• _TASK OBJECTIVE_: Lines before the one containing "Query: rooftop antenna" are left out. Retype that line and the rest through the end of the material exactly.

• _DATA RECORDS_:
*** Begin section ***
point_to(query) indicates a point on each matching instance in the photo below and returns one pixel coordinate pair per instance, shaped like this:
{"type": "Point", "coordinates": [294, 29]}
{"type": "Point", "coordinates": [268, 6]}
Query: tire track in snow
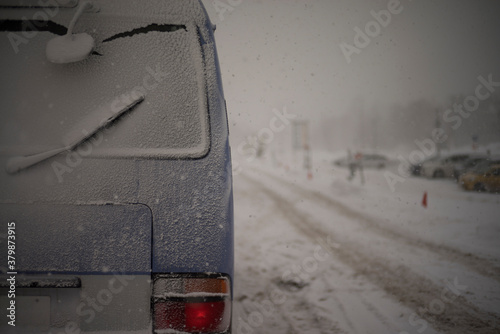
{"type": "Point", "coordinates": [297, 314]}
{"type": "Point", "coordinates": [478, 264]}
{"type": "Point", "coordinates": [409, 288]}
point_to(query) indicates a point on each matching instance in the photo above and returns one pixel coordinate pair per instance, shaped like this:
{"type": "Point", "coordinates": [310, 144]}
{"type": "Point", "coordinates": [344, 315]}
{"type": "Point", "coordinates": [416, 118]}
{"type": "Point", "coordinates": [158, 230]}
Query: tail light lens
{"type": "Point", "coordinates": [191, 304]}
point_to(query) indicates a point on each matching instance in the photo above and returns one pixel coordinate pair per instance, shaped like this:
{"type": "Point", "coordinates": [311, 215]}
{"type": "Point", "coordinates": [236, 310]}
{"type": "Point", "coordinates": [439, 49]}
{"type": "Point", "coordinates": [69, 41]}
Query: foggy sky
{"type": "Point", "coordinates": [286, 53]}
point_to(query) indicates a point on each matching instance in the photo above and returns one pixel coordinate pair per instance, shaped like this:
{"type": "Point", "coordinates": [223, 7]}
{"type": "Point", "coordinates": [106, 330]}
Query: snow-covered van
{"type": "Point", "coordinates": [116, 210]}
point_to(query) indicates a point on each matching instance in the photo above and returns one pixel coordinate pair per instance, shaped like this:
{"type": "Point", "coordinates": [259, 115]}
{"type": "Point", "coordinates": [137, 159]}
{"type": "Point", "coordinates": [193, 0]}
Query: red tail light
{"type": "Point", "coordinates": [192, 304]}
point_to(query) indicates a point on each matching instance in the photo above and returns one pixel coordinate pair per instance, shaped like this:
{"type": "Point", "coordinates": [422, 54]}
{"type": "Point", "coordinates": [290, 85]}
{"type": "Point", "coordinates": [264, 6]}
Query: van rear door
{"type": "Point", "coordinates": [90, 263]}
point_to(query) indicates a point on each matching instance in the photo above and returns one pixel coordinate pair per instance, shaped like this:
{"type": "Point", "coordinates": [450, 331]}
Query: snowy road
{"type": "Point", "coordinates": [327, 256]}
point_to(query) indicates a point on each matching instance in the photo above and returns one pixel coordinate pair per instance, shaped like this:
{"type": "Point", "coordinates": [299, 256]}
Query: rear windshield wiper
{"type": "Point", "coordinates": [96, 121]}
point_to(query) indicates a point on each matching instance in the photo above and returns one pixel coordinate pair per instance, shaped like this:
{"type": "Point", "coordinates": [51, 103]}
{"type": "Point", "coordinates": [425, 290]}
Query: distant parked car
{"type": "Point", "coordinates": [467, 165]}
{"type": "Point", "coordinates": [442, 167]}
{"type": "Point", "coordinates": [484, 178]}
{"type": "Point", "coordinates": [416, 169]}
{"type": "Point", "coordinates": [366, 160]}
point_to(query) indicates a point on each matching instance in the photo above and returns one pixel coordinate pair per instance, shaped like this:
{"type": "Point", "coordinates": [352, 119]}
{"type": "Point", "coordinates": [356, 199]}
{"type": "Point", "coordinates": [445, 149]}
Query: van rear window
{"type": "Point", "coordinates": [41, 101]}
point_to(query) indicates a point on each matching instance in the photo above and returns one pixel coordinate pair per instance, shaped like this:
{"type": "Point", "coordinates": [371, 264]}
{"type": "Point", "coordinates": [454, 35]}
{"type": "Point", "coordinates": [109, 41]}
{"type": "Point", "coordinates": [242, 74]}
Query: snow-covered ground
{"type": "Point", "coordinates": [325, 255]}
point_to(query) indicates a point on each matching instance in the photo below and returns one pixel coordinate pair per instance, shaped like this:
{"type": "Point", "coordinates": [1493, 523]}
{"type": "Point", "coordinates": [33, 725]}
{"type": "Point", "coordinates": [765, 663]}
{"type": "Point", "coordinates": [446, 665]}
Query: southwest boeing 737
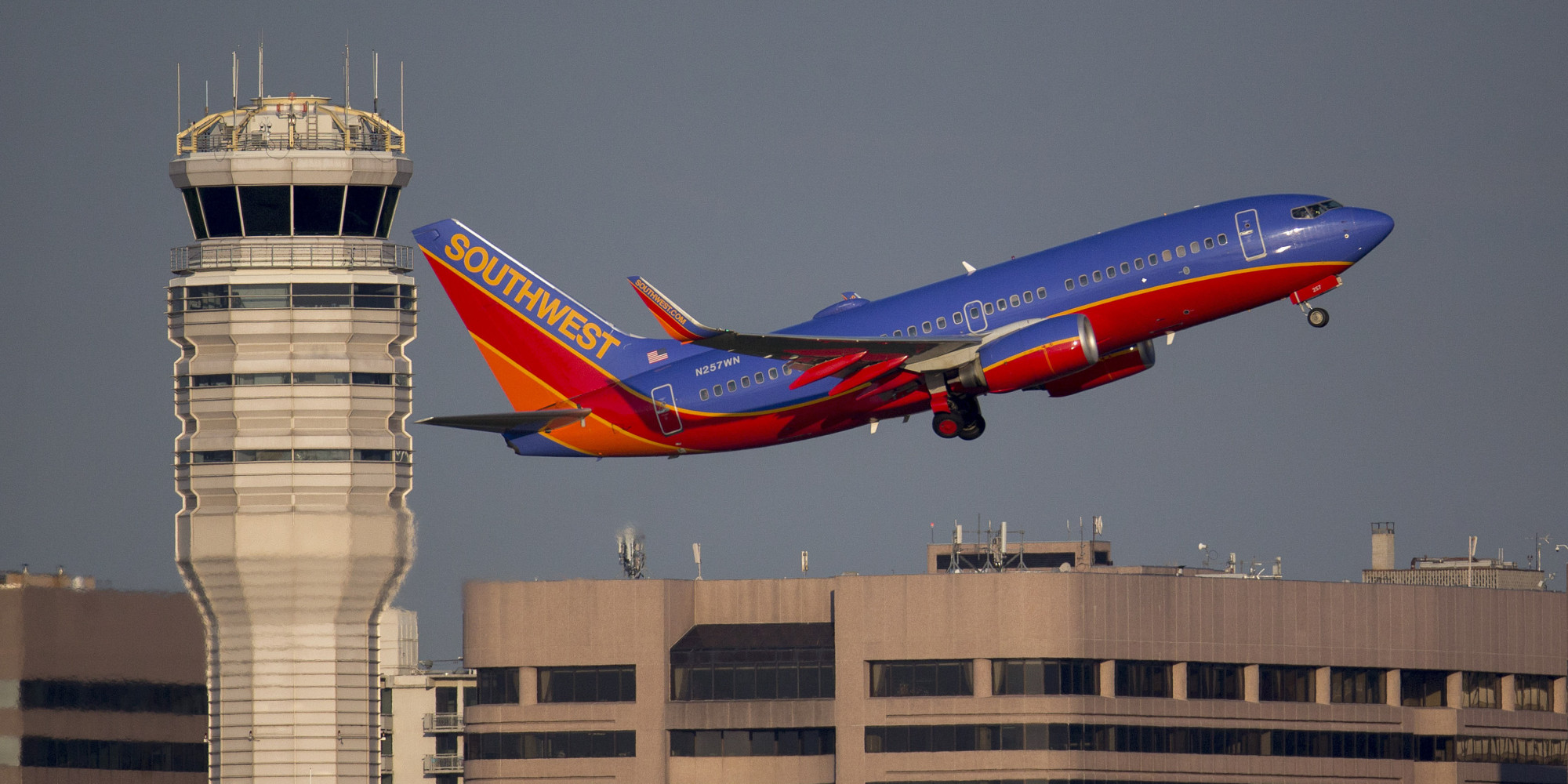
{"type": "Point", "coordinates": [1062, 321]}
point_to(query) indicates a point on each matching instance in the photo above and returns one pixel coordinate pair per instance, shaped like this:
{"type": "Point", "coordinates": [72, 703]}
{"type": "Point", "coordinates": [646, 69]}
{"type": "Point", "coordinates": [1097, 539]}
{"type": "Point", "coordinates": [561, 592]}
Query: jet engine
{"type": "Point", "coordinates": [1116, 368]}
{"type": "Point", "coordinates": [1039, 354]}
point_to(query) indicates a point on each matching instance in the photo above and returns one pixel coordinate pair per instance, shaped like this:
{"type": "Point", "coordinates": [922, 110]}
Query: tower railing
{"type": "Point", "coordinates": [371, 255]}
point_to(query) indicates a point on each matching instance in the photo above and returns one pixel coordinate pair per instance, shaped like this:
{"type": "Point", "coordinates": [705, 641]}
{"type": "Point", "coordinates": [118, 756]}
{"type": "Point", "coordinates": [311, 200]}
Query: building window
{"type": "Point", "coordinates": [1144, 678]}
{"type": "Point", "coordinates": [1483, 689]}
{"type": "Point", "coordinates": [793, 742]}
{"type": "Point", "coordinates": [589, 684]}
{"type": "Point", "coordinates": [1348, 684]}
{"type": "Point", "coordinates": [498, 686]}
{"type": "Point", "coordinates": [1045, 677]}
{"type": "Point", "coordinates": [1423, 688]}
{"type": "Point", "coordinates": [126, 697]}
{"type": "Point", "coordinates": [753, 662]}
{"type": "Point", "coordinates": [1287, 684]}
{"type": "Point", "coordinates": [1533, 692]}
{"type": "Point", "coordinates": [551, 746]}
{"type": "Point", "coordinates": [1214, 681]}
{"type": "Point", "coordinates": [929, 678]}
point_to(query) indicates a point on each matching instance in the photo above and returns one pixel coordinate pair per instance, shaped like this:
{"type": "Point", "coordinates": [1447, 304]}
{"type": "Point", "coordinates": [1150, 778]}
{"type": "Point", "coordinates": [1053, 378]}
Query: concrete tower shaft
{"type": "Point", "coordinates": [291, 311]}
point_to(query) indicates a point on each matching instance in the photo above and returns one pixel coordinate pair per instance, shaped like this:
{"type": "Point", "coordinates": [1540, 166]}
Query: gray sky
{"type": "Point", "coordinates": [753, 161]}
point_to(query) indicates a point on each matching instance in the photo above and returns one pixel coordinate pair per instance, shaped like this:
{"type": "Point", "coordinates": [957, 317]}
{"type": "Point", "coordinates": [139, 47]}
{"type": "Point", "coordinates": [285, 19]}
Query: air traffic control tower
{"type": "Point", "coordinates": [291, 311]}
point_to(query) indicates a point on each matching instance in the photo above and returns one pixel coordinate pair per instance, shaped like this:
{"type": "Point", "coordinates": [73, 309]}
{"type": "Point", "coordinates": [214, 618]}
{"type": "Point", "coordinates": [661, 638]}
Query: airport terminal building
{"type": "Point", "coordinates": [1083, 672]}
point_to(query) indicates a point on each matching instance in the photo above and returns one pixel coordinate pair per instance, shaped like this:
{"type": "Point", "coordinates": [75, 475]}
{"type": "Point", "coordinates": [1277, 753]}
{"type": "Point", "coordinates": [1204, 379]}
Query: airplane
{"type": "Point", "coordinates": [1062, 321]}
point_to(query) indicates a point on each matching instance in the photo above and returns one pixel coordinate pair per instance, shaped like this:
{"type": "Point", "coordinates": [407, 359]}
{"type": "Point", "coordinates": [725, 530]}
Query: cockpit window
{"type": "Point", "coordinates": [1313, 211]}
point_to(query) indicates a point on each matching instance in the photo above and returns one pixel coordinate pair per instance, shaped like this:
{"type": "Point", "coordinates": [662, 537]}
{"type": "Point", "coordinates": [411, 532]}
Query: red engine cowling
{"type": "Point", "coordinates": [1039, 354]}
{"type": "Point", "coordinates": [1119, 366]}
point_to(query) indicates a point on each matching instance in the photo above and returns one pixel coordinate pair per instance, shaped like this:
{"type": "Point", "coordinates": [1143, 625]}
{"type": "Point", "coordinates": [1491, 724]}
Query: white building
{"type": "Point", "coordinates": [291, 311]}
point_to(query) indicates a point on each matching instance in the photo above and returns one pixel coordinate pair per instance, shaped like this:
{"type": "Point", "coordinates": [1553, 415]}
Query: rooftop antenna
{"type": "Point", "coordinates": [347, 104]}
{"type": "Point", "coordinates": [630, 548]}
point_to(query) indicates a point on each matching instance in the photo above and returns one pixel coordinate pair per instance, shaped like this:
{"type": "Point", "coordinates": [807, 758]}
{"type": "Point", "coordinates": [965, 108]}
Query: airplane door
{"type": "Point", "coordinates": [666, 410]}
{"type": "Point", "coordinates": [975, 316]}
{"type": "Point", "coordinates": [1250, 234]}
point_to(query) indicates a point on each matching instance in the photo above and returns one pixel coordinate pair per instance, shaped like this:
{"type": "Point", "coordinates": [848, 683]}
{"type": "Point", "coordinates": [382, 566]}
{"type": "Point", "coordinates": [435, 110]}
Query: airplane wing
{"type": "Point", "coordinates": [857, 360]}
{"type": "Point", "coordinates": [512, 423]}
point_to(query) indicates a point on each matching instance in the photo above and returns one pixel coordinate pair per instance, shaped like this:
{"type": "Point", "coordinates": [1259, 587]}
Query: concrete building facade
*** End section ***
• _ANSWER BOX_:
Query: rooftop antenna
{"type": "Point", "coordinates": [347, 104]}
{"type": "Point", "coordinates": [630, 548]}
point_to(query) indicates a point on each matching instance in the photo above and returns one pixel coordinate pair per instance, shaped like this:
{"type": "Point", "coordinates": [807, 758]}
{"type": "Point", "coordinates": [965, 108]}
Query: airplane door
{"type": "Point", "coordinates": [666, 410]}
{"type": "Point", "coordinates": [975, 316]}
{"type": "Point", "coordinates": [1250, 234]}
point_to(query) indicates a point on each matching instance in the photo above and returns one pixel coordinate pair per instance, shaped like this:
{"type": "Point", "coordinates": [848, 683]}
{"type": "Point", "coordinates": [382, 566]}
{"type": "Point", "coordinates": [435, 110]}
Query: airplane wing
{"type": "Point", "coordinates": [857, 360]}
{"type": "Point", "coordinates": [512, 423]}
point_to(query) indicates a point on each matching instance in the photo above and returns one pixel coordinate pair per instance, shaped like this:
{"type": "Point", "coordinates": [1259, 587]}
Query: concrete building facade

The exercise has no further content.